EXERCISE DIRECTIONS = Retype the listing character for character, starting with the line that contains "Reviewer note: make sure each instance of the goalie's face" and going on through the end of the listing.

[start of SUPPLIED ENTRIES]

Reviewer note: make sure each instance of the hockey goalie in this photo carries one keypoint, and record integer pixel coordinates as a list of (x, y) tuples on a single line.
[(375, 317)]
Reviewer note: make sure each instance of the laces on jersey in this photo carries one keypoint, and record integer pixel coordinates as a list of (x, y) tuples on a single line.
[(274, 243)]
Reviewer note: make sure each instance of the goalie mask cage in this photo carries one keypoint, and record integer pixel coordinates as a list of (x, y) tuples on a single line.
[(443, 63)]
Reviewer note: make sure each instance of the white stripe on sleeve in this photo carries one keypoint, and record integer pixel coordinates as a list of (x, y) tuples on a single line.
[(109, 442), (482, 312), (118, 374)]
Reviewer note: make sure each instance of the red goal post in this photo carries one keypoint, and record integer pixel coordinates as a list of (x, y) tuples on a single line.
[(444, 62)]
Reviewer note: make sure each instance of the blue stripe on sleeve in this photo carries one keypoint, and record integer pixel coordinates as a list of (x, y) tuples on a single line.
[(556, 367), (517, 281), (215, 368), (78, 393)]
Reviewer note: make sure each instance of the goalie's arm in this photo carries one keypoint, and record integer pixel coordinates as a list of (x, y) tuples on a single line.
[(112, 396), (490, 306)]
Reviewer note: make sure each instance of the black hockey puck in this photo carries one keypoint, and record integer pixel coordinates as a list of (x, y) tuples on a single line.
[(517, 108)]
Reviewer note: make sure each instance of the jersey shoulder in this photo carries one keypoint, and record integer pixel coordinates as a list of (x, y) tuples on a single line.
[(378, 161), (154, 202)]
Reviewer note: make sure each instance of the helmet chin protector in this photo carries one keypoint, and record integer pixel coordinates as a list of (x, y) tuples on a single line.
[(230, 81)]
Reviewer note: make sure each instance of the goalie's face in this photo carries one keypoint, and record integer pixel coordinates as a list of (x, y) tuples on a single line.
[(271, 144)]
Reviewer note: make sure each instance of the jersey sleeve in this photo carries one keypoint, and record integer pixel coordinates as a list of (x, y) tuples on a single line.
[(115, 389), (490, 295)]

[end of SUPPLIED ENTRIES]

TASK RESPONSE =
Reviewer note: make sure each instance of the goalie's face in this photo carries one keypoint, and record integer pixel coordinates as a list of (x, y) tuples on a single line.
[(271, 144)]
Reviewer note: make sure each instance of the jersey sleeve in this photo carries one keypoint, and record integer pixel coordinates as a list of (x, y) tuples on a single line.
[(115, 389), (490, 295)]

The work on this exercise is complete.